[WORKING DATA Boundary: Start]

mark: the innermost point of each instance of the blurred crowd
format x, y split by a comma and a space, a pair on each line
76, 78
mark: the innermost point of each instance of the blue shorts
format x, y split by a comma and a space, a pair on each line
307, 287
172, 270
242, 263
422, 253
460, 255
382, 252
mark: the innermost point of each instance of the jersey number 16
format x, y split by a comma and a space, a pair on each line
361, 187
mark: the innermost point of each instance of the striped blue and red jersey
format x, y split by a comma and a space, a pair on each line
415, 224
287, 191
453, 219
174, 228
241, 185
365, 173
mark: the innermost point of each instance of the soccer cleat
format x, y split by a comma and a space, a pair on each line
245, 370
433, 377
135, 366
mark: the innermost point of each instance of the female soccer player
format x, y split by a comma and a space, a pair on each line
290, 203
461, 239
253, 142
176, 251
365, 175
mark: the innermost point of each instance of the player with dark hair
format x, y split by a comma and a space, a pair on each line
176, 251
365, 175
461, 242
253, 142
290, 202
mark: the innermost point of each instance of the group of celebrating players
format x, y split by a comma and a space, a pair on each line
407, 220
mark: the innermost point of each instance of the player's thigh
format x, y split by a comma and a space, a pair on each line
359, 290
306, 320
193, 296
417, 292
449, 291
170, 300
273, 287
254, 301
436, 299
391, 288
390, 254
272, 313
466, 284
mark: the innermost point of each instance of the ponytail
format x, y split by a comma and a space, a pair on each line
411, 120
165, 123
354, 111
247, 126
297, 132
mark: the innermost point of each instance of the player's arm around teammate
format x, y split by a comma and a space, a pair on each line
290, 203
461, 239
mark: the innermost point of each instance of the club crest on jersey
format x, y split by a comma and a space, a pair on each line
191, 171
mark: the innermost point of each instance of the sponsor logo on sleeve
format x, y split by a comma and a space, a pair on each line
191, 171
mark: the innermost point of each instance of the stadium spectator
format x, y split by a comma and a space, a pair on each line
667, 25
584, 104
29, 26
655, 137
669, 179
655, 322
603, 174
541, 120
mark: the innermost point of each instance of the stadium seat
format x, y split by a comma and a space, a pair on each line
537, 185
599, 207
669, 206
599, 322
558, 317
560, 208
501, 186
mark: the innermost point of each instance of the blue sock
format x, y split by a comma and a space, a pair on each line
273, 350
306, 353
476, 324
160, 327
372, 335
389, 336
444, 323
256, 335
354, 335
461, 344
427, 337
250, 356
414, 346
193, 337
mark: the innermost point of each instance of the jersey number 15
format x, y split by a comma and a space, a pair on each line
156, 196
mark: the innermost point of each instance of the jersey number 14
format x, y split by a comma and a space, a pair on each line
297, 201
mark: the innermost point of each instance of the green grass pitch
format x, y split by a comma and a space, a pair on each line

[WORKING DATA Boundary: End]

The reply should consist solely of the lines of the data, exact, from the opening line through the line with "mark: the innermost point of each instance of the player's thigh", inclusive.

▶ [OUTPUT OF THE TASK]:
mark: the innermost point of each instance of the blurred crowd
format x, y split by a comma and a space, a pair on each line
76, 78
mark: the innermost point of each instance of the blue shorts
format x, y split by a comma and a space, a pair on each line
307, 287
172, 270
242, 263
422, 253
460, 255
382, 252
mark: the innermost point of each instance of the jersey number 16
format x, y split by a comma and a space, a pair on each line
361, 187
mark: the innermost point of each instance of the striped blue and red jersey
format x, y split by a comma and a space, a pair on each line
415, 224
287, 191
453, 219
174, 228
241, 185
365, 173
mark: the innermost point of each instance of the soccer cleat
format x, y split by a comma and a space, a pair on each line
245, 370
433, 377
135, 366
mark: the innermost point of each instance of the female soccer player
format x, y split by a comma and a space, a pair on each line
290, 203
461, 239
253, 142
176, 251
365, 175
mark: the innermost point of each instance of the player with dark hair
format x, y split by a comma and a space, a pair on each line
176, 251
365, 175
461, 242
253, 142
290, 202
mark: the innermost point of each instance of the group of celebrating players
format x, y split by a comma and a space, a pair on each line
407, 220
mark: the innermost point of each instance of the player's thigh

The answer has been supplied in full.